■ **任务**:
请将下方关于锂离子电池热失控的原始文献中自“微量量热法分析锂离子电池热失控过程”起、至“能更好地指导电极材料的改性和电池组装的开发设计, 从而提高LIB整体热稳定性和安全性, 最终获得整包和新能源车的安全提高.”止的部分一字不差地重新誊录。

■ **原始文献**:

________________________________________

微量量热法分析锂离子电池热失控过程

doi:10.6023/A23110498

摘要/Abstract

动力锂离子电池(LIB)的安全问题, 尤其是热失控这一频发的安全事件严重影响乘车人员的安全以及新能源汽车的推广. 本工作使用C80微量量热仪准确测量了商用锂离子电池的内在产热, 通过研究分析不同质量比例的负极-电解液产热及不同质量比例的正极-负极产热, 明确了LIB在热失控阶段的主要反应分为负极与电解液反应放热(130~200 ℃), 三元镍钴锰酸锂(NCM)正极释氧与负极反应放热(200~240 ℃)和磷酸铁锂(LFP)正极释氧与负极反应放热(240~300 ℃)等. 通过使用去卷积数学方法对不同质量比例的负极-电解液及不同质量比例的正极-负极产热分析研究表明, 在商用锂电池注液系数条件下, 电解液会优先与负极反应且被全部消耗, 剩余嵌锂负极会进一步与正极反应放热, 且反应热与正极材料特性密切相关. 残余正极物质虽然结构坍塌仍会释氧, 但由于缺少与之反应的负极或电解液, 热量不会再明显增加. 通过对不同荷电状态(SOC)及不同类型的锂电池主材进行产热测试, 能更好地指导电极材料的改性和电池组装的开发设计, 从而提高LIB整体热稳定性和安全性, 最终获得整包和新能源车的安全提高.

________________________________________

[来自数据集的条目]
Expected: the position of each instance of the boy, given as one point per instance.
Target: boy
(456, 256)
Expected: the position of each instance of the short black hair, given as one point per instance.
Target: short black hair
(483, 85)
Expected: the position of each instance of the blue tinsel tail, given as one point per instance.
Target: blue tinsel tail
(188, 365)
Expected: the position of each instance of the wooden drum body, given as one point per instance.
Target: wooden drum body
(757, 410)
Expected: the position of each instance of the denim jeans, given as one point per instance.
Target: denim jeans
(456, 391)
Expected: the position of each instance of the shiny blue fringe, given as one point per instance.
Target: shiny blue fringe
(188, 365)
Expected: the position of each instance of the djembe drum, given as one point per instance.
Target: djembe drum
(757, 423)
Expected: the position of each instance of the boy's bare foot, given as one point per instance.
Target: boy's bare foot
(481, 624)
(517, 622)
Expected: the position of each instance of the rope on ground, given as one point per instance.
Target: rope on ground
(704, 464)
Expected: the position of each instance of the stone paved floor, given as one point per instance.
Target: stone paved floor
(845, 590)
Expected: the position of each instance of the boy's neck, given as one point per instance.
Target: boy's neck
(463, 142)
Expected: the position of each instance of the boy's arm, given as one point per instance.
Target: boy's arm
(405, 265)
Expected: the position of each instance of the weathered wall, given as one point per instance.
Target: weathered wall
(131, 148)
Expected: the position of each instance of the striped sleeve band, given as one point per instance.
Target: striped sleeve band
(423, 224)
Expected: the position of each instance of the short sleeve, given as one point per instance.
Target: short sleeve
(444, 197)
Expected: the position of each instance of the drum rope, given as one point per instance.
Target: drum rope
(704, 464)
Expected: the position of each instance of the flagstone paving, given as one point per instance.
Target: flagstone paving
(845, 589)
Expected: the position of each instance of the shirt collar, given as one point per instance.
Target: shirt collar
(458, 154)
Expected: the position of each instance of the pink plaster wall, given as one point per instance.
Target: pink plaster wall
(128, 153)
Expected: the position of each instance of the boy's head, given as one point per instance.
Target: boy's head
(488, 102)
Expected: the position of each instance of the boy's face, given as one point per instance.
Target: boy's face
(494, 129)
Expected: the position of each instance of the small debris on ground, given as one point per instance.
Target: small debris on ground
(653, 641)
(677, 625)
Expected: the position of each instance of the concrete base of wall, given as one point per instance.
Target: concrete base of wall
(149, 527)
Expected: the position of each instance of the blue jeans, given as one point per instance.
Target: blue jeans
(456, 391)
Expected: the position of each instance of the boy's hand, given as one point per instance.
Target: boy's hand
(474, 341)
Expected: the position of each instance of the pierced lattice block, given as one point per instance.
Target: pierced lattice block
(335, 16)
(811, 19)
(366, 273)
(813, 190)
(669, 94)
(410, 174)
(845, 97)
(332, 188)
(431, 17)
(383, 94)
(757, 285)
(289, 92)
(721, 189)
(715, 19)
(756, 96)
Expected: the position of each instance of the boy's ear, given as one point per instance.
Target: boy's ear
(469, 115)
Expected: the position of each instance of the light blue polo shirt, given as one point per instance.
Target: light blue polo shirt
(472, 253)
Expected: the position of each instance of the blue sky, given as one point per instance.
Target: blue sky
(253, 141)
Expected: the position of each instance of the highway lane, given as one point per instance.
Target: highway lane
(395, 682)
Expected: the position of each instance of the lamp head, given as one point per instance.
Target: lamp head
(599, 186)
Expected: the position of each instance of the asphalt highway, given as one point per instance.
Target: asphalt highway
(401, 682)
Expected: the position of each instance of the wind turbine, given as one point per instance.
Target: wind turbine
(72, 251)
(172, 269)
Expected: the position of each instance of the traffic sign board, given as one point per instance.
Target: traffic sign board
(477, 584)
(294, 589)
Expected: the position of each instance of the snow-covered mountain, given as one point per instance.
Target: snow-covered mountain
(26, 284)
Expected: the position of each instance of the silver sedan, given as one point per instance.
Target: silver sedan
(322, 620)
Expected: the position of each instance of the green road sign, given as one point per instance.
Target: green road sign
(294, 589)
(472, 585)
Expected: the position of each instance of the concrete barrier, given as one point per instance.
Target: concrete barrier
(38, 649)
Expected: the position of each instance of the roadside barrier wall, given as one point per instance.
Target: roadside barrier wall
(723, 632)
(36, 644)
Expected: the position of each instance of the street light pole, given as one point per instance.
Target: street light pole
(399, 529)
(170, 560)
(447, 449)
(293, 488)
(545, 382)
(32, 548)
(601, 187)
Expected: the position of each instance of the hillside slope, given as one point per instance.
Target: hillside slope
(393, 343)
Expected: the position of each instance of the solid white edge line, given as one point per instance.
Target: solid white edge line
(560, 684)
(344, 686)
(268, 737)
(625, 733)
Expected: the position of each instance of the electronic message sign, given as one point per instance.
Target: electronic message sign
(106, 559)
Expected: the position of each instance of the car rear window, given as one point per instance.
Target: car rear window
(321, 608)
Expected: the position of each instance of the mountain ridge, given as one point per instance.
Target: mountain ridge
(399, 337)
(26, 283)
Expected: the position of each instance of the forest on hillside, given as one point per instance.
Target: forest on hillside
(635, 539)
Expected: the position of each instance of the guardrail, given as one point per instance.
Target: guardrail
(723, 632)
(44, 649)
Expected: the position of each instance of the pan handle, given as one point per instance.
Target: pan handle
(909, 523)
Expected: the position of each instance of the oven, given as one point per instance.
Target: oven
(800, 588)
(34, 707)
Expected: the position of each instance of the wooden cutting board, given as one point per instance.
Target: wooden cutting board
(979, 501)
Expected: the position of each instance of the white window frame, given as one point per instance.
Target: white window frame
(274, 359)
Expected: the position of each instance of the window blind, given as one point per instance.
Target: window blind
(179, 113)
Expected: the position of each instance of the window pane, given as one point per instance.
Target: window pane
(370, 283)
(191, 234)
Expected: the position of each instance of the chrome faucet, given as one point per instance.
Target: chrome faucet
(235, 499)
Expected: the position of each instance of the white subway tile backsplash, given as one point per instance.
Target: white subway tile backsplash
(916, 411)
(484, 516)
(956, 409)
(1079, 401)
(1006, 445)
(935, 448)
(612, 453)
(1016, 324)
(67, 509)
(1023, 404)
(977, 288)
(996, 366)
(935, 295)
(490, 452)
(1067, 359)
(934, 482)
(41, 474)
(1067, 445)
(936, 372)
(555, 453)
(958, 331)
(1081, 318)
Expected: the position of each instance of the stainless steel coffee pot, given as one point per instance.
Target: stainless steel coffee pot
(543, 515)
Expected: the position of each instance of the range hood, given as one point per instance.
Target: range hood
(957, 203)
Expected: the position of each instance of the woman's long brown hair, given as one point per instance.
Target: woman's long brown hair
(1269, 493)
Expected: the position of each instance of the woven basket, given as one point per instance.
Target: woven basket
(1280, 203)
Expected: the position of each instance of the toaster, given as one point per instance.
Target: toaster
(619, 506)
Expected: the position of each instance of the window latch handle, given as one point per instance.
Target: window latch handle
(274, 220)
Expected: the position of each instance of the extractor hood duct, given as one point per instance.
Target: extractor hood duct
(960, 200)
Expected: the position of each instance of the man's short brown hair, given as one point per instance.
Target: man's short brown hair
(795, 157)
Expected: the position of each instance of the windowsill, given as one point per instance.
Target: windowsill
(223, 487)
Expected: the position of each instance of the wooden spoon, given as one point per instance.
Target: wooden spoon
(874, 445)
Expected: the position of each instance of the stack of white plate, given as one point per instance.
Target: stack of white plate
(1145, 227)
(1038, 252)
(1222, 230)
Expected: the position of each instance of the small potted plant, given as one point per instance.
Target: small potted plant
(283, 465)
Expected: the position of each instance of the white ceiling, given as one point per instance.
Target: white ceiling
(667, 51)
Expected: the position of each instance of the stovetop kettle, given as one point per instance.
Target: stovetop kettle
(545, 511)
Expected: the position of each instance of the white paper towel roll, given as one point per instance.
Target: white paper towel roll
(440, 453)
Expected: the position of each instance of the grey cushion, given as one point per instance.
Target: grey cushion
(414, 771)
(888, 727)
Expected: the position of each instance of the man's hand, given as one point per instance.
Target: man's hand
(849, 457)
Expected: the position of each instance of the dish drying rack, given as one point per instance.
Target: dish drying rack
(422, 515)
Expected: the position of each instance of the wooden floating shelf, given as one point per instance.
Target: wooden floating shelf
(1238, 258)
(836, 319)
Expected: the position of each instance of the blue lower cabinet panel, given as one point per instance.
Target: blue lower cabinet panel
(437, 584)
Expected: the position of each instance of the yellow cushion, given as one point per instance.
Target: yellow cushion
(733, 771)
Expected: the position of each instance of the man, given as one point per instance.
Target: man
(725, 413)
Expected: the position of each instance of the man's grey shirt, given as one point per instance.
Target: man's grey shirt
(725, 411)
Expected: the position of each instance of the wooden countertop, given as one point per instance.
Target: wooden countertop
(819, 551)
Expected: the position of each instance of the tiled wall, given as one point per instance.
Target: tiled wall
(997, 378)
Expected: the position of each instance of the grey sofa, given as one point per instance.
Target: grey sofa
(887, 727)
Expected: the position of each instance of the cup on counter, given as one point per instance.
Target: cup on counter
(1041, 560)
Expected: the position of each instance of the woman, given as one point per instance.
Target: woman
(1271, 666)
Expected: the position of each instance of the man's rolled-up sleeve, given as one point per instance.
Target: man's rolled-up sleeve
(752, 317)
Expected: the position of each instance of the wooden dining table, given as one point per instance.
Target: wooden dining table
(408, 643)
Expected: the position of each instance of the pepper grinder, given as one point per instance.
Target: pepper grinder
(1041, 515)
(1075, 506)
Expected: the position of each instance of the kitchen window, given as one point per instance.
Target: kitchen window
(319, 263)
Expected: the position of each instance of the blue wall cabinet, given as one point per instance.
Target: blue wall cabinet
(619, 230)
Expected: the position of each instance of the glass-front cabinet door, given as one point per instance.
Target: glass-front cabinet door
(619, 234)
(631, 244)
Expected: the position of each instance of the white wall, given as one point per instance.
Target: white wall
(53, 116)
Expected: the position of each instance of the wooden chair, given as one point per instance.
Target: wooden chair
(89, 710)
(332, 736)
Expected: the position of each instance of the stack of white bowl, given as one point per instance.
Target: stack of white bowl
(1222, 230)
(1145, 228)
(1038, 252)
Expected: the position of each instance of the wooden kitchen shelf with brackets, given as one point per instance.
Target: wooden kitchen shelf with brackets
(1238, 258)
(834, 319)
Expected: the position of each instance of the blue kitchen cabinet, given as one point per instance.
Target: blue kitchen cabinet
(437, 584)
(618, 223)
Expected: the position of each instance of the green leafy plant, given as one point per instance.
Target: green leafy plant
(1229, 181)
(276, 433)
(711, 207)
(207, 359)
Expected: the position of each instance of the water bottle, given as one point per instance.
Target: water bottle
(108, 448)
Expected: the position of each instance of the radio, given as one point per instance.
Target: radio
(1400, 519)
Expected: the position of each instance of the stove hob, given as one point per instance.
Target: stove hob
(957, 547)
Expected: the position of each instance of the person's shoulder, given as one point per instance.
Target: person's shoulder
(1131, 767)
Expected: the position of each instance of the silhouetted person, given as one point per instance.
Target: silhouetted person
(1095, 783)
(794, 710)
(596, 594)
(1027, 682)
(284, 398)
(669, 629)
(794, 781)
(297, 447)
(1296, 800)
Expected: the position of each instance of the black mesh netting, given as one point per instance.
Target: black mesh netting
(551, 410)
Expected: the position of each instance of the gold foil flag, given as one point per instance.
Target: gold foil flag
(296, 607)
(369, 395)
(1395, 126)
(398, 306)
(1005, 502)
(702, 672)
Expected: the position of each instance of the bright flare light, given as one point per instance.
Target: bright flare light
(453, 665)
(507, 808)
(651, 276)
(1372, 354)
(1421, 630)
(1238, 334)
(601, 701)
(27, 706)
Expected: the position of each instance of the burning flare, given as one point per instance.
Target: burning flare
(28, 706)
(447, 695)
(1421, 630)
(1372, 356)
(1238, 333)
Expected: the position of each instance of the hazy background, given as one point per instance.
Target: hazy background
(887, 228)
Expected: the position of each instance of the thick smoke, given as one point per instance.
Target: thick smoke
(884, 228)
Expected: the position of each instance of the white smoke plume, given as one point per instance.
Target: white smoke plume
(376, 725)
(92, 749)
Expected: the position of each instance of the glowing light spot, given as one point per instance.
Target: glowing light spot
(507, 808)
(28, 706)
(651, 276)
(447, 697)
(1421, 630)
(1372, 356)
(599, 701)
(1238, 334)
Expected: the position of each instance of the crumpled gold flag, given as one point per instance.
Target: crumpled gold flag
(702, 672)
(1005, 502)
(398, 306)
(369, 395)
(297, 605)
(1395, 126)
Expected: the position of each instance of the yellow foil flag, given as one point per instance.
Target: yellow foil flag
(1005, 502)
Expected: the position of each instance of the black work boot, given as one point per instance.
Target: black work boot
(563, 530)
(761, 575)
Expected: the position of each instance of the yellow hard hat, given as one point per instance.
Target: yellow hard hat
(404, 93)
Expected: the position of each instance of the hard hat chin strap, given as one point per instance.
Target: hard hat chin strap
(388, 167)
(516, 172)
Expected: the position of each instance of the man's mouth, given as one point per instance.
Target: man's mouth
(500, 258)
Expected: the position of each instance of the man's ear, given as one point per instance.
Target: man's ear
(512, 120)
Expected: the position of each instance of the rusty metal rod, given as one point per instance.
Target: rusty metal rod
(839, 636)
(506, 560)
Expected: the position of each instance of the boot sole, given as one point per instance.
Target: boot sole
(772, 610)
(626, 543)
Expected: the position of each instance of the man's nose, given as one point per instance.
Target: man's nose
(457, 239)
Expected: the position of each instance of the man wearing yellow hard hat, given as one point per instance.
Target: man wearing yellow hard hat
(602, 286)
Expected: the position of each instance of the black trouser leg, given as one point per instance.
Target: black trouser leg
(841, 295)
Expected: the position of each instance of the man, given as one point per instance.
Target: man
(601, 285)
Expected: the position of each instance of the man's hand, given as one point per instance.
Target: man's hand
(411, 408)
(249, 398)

________________________________________

■ **习题解答**:
微量量热法分析锂离子电池热失控过程

doi:10.6023/A23110498

摘要/Abstract

动力锂离子电池(LIB)的安全问题, 尤其是热失控这一频发的安全事件严重影响乘车人员的安全以及新能源汽车的推广. 本工作使用C80微量量热仪准确测量了商用锂离子电池的内在产热, 通过研究分析不同质量比例的负极-电解液产热及不同质量比例的正极-负极产热, 明确了LIB在热失控阶段的主要反应分为负极与电解液反应放热(130~200 ℃), 三元镍钴锰酸锂(NCM)正极释氧与负极反应放热(200~240 ℃)和磷酸铁锂(LFP)正极释氧与负极反应放热(240~300 ℃)等. 通过使用去卷积数学方法对不同质量比例的负极-电解液及不同质量比例的正极-负极产热分析研究表明, 在商用锂电池注液系数条件下, 电解液会优先与负极反应且被全部消耗, 剩余嵌锂负极会进一步与正极反应放热, 且反应热与正极材料特性密切相关. 残余正极物质虽然结构坍塌仍会释氧, 但由于缺少与之反应的负极或电解液, 热量不会再明显增加. 通过对不同荷电状态(SOC)及不同类型的锂电池主材进行产热测试, 能更好地指导电极材料的改性和电池组装的开发设计, 从而提高LIB整体热稳定性和安全性, 最终获得整包和新能源车的安全提高.